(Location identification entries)

====================

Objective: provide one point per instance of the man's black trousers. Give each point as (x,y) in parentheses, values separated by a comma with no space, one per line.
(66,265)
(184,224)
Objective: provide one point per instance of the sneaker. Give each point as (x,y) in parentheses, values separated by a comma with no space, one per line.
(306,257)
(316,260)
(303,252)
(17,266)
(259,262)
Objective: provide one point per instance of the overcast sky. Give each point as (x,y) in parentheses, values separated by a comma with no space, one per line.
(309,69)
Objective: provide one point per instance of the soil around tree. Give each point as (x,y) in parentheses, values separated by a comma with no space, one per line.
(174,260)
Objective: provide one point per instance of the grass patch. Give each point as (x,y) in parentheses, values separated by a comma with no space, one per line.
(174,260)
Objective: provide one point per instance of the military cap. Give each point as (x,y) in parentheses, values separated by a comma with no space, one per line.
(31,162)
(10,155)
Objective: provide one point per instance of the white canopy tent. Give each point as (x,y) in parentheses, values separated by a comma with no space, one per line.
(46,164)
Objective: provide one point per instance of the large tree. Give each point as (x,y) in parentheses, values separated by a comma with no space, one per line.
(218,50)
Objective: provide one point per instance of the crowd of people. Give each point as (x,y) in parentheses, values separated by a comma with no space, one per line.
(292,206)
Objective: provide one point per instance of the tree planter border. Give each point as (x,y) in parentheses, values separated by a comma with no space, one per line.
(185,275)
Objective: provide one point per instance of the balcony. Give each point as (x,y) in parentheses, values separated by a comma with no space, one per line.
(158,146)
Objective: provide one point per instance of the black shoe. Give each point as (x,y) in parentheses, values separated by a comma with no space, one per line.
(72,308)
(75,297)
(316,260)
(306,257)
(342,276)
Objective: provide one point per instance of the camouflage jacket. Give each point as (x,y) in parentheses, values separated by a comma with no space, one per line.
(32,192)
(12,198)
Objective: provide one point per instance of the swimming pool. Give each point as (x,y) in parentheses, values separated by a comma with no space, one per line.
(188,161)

====================

_INSTRUCTIONS FOR THE TASK:_ Can you write out the material from the line with "Objective: provide one point per instance of the large" through the end, substituting "palm" for each "tree" and leaving everything else unchanged?

_FULL OUTPUT:_
Objective: provide one point per instance of the large palm. Give each point as (x,y) in parentheses, values separated by a comma with no space, one per line.
(218,50)
Objective: provide one point per instance of the crowd of people. Give each point as (x,y) in parentheses, values separated by a comma with no space, one per line.
(292,206)
Objective: provide one point per instance of the palm planter border. Give each point as (x,y) in parentheses, values separated by a comma with no space, one per line.
(185,275)
Objective: provide one point per instance of the balcony. Give each point as (x,y) in parentheses, values separated by a comma with no space, one per line.
(158,146)
Objective: provide one point per instance of the black shoe. Give each point as (x,y) in parentheses, values separated by a comma with no space, one per line.
(72,308)
(75,297)
(316,260)
(306,257)
(342,276)
Objective: provide one point per instance of the camouflage jacket. Give each point as (x,y) in parentheses, values separated by a comma with no space, one per line.
(32,192)
(12,198)
Objective: provide one point per instance of the swimming pool. Give each point as (x,y) in parentheses, values separated by a comma with no space, one per line.
(188,161)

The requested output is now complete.